*Exercises*.
1. Quote the stretch of the repurchase agreement amendment from "WHEREAS, Buyer and Seller have" through "herein by reference.".
2. Show each line of the listing that contains the word "woman".

*Page extract*.
------
AMENDMENT NO.1 TO

EX-10.46(A) 4 dex1046a.htm AMENDMENT NO. 1 TO MASTER REPURCHASE AGREEMENT Amendment No. 1 to Master Repurchase Agreement

Exhibit 10.46(a)

[EXECUTION COPY]

 

AMENDMENT NO. 1

 

TO

 

MASTER REPURCHASE AGREEMENT

 

THIS AMENDMENT NO. 1, made as of January 14, 2004 (“Amendment No. 1”), by and between BEAR STEARNS MORTGAGE CAPITAL CORPORATION (“Buyer”) and NC CAPITAL CORPORATION (“Seller”).

 

R E C I T A L S

 

WHEREAS, Buyer and Seller have previously entered into a Master Repurchase Agreement dated as of October 31, 2003 (the “Agreement”); and

 

WHEREAS, Buyer and Seller desire to make certain further modifications and amendments to the Agreement as described herein;

 

NOW, THEREFORE, in consideration of the mutual promises and covenants hereinafter set forth, and for other good and valuable consideration, the receipt and sufficiency of which is hereby acknowledged, the parties hereto agree as follows:

 

Section 1. Recitals. Buyer and Seller agree that the foregoing recitals are true and correct and are incorporated herein by reference.

 

Section 2. Definitions.

 

(a) Capitalized terms used herein and not otherwise defined shall have the meanings assigned in the Agreement. Capitalized terms used in the Agreement whose definitions are modified in this Amendment No. 1 shall, for all purposes of the Agreement, be deemed to have such modified definitions.

 

(b) The definition of “High Cost Loan” is hereby deleted in its entirety.

 

(c) The definition of “Eligible Loans” is hereby deleted and replaced in its entirety as follows:

 

“Eligible Loan”, means any Mortgage Loan which is determined in the reasonable judgement of Buyer to meet the criteria set forth in the Underwriting Guidelines or the Sub prime Underwriting Guidelines (subject, however, to the restriction described in the covenant of Seller set forth in Section 10(e)(xxi) hereof).

 


The following definitions are hereby added to the Agreement:

 

“Sub prime Mortgage Loan”, the Mortgage Loans described as “sub prime” in the Sub prime Underwriting Guidelines.

 

“Sub prime Underwriting Guidelines”, the guidelines in respect of sub prime mortgage loans which were delivered to Buyer.

 

Section 3. Representations, Warranties and Covenants. The following representations and warranties are added to the Agreement with respect to the Mortgage Loans.

 

(a) Section 10(c) of the Agreement is hereby deleted and replaced in its entirety as follows:

 

“Seller makes the representations and warranties set forth in Exhibit C with respect to the Purchased Mortgage Loans included in the related Transactions as of the related Purchase Date and Exhibit H with respect to the Sub prime Mortgage Loans included in the related Transactions as of the related Purchase Date.”
------
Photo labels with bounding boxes
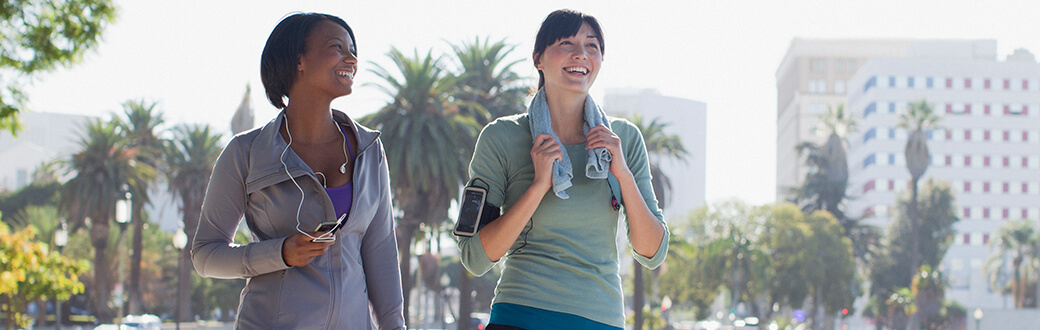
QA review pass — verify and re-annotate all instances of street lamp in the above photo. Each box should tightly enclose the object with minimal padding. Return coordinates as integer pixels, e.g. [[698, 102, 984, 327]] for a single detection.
[[112, 184, 133, 324], [174, 227, 188, 330], [54, 219, 69, 330]]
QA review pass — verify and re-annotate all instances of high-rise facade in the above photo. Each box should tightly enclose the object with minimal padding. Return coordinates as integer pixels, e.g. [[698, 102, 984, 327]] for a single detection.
[[847, 46, 1040, 309]]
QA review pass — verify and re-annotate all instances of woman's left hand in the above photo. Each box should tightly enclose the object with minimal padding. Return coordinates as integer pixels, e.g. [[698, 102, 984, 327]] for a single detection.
[[586, 125, 628, 177]]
------
*List of solutions*.
1.
WHEREAS, Buyer and Seller have previously entered into a Master Repurchase Agreement dated as of October 31, 2003 (the “Agreement”); and

 

WHEREAS, Buyer and Seller desire to make certain further modifications and amendments to the Agreement as described herein;

 

NOW, THEREFORE, in consideration of the mutual promises and covenants hereinafter set forth, and for other good and valuable consideration, the receipt and sufficiency of which is hereby acknowledged, the parties hereto agree as follows:

 

Section 1. Recitals. Buyer and Seller agree that the foregoing recitals are true and correct and are incorporated herein by reference.

2.
QA review pass — verify and re-annotate all instances of woman's left hand in the above photo. Each box should tightly enclose the object with minimal padding. Return coordinates as integer pixels, e.g. [[698, 102, 984, 327]] for a single detection.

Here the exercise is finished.